Conjunto de tareas:
**A.** Extrae del texto sobre el autocuidado de los profesionales de ayuda el pasaje comprendido entre "Pero la base" y "a los otros.", ambos incluidos.
**B.** Continúa el texto sobre el autocuidado de los profesionales de ayuda a partir del punto en que se detiene.

Fragmento para leer:
########################################

Autor: Itziar Fernández

Cargo: Psicóloga de Agintzari SCIS

Cuidamos, cuidándonos
 
Nos llamamos profesionales de ayuda y el cuidado de los otros es la base de nuestro trabajo. Se trata de un “cuidado” matizado y muy marcado por nuestro contexto laboral, roles profesionales, protocolos y procesos, pero es cuidado al fin y al cabo. Tratamos de favorecer un mayor grado de bienestar en las personas y familias con las que trabajamos, y ese es un modo evidente de cuidarles, por lo menos desde nuestra mirada.
Pero la base de ese cuidado a los otros parte de un cuidado de nosotros mismos. Somos responsables de favorecer una atención centrada en nosotros, que va a posibilitar sin duda, un mayor cuidado de la intervención que realizamos. En este sentido, puede que el cuidado de nosotros mismos como profesionales de ayuda, constituya el punto clave de nuestro trabajo con las personas. Por eso me parece interesante que nos detengamos un momento en reflexionar sobre la forma en la que nosotros nos cuidamos, para tratar de proporcionar una buena atención a los otros.



Cuidarnos, ¿por qué?

########################################

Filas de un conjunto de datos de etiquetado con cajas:
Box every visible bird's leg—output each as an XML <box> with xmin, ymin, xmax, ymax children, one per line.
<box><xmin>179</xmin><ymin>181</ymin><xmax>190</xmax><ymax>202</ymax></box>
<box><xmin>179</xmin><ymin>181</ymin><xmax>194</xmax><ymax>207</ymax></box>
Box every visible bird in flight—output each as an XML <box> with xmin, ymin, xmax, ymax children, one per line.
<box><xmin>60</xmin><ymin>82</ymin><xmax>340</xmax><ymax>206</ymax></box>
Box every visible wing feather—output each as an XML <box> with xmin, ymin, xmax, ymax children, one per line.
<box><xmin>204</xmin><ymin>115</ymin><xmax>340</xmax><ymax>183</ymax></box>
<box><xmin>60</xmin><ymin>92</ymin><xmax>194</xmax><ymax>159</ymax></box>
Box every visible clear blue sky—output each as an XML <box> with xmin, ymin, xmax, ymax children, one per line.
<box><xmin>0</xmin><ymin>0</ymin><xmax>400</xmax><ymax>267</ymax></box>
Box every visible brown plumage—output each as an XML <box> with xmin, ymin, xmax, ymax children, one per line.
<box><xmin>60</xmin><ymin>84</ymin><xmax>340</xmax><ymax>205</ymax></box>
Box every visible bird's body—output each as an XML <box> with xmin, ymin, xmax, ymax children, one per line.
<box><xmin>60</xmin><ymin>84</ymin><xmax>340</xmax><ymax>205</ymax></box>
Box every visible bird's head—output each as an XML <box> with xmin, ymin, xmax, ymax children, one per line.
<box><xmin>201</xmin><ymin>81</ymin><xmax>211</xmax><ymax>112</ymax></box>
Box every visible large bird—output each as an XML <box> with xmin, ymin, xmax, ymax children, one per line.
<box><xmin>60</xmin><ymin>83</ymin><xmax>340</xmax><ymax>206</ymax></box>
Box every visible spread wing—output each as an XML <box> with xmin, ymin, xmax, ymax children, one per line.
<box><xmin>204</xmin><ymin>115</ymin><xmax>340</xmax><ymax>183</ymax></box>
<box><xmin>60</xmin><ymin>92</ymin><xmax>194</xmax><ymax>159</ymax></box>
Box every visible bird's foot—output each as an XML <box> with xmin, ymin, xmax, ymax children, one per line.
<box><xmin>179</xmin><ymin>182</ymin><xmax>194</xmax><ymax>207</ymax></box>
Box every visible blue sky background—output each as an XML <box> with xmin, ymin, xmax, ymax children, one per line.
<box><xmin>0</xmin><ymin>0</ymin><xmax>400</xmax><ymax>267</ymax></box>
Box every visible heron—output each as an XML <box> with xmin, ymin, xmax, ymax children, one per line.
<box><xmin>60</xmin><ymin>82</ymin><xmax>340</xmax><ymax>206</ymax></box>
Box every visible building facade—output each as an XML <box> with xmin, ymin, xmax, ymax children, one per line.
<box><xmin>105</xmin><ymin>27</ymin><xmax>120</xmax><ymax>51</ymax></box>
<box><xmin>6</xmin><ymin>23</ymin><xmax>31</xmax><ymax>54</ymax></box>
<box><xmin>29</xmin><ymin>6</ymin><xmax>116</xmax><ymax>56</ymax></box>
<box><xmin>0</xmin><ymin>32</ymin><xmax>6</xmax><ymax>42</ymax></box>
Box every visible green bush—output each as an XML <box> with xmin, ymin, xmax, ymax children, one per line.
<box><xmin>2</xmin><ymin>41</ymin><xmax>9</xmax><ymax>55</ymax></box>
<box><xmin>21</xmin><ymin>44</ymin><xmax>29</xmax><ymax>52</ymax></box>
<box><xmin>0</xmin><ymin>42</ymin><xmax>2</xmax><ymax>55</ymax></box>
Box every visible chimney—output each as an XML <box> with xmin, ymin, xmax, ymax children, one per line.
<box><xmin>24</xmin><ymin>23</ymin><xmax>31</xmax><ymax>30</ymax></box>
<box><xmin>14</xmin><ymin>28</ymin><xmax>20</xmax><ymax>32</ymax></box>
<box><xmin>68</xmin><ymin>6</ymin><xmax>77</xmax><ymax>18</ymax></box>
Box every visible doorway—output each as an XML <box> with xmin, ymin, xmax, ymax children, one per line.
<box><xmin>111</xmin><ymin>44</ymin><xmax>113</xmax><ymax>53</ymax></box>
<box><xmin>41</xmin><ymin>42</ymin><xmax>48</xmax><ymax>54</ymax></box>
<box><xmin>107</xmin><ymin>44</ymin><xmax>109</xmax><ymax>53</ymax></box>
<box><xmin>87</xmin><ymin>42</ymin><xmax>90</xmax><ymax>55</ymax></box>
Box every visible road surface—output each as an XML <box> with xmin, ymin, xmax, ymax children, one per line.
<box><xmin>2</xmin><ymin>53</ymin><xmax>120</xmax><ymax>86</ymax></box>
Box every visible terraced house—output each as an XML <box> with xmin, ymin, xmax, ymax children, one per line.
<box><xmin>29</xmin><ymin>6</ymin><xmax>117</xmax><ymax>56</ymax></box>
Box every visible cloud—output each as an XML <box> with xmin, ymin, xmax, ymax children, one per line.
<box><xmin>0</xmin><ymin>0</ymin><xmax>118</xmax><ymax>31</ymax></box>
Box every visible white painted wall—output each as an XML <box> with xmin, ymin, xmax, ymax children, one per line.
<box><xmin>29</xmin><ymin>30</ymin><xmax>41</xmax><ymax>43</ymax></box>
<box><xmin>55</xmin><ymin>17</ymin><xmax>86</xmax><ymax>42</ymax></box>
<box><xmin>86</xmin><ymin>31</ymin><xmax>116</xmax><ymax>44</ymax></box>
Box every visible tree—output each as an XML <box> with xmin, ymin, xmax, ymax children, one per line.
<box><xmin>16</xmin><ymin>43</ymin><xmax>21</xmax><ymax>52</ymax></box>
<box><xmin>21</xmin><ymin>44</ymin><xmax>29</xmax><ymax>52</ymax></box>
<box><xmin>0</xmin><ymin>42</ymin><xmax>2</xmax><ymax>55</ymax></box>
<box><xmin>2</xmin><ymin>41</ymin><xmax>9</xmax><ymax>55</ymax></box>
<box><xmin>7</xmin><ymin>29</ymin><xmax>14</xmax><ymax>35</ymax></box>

########################################

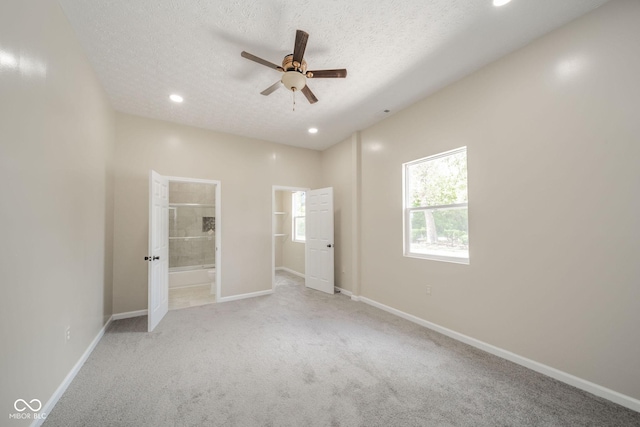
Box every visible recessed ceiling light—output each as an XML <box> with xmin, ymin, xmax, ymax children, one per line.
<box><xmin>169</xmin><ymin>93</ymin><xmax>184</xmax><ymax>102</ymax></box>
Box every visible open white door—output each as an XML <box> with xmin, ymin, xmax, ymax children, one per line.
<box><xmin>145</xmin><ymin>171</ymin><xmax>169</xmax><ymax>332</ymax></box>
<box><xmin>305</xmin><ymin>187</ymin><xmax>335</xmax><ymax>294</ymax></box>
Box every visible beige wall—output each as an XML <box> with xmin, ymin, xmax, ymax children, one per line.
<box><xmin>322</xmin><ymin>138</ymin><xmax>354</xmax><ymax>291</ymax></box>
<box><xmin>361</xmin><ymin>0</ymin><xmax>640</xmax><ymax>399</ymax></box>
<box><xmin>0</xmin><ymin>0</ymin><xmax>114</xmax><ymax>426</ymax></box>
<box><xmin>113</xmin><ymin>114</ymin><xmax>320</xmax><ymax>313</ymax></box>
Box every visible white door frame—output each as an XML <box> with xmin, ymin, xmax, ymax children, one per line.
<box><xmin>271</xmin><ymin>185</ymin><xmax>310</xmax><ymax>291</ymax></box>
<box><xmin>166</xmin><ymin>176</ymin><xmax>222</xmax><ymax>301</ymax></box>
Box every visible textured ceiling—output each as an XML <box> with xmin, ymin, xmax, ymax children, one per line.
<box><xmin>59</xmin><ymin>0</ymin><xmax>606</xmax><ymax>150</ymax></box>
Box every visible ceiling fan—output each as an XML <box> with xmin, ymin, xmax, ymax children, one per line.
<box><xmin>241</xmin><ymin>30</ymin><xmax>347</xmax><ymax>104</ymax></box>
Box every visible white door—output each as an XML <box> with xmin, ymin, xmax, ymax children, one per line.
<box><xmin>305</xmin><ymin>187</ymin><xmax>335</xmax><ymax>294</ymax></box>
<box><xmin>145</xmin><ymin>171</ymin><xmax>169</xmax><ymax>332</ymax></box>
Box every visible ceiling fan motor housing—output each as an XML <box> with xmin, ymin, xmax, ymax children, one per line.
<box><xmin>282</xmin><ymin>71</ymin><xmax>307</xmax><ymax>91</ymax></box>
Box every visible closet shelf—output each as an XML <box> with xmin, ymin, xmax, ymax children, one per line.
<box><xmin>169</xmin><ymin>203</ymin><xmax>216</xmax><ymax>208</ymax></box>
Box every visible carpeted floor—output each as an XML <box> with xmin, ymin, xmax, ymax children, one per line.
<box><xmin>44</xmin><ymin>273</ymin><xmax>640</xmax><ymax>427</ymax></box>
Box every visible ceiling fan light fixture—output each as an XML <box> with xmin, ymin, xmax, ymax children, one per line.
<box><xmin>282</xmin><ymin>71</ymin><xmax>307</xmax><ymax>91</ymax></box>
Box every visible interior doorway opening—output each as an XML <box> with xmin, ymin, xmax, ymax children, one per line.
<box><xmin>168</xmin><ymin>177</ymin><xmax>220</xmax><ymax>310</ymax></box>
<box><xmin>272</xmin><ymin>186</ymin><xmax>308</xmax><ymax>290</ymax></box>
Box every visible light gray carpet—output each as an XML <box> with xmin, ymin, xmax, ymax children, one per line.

########################################

Resultados:
**A.**
Pero la base de ese cuidado a los otros parte de un cuidado de nosotros mismos. Somos responsables de favorecer una atención centrada en nosotros, que va a posibilitar sin duda, un mayor cuidado de la intervención que realizamos. En este sentido, puede que el cuidado de nosotros mismos como profesionales de ayuda, constituya el punto clave de nuestro trabajo con las personas. Por eso me parece interesante que nos detengamos un momento en reflexionar sobre la forma en la que nosotros nos cuidamos, para tratar de proporcionar una buena atención a los otros.

**B.**
Trabajamos en realidades complejas, en las que el sufrimiento, la crisis, la precariedad y la inestabilidad ponen en jaque nuestra resistencia profesional y personal. Las dificultades no sólo condicionan sino que, prácticamente, caracterizan nuestros procesos de intervención, y ponen en juego toda nuestra energía psíquica disponible para tratar de construir alternativas posibles.

Tratamos de pensar (cuando los tiempos y los procesos nos lo posibilitan) en los por qué de esas dificultades y, habitualmente, ponemos la mirada en la persona o la familia con la que trabajamos, sobre su situación o sus resistencias. También detectamos las dificultades y limitaciones de nuestros contextos y procesos, y podemos observar la forma en la que impactan en los casos. Sin embargo, nos cuesta más preguntarnos sobre nuestra labor como profesionales, sobre nuestra situación y/o estado en ese momento del proceso, o sobre la intervención concreta que estamos llevando a cabo y, en general, pocas veces incluimos la resonancia emocional que nos está provocando, dentro de la visión de caso que construimos. En este punto, me cuestiono cómo vamos a generar espacios productivos de comprensión y análisis de las dificultades percibidas en los otros, si no dedicamos tiempo a revisar las propias.

Parto de la idea fundamental de que somos nuestro principal instrumento de trabajo. Trabajamos desde la relación que establecemos con los otros, una relación que ha de ser lo suficientemente significativa como para favorecer el acompañamiento a las personas en sus complejas circunstancias vitales. Esa relación parte de la construcción de un vínculo seguro que pueda ayudar a generar mayor bienestar en el otro. Poder implicarnos en dinámicas de ayuda nos exige movilizar nuestros propios recursos personales para vincularnos emocionalmente con las personas y transmitirles que son importantes para nosotros.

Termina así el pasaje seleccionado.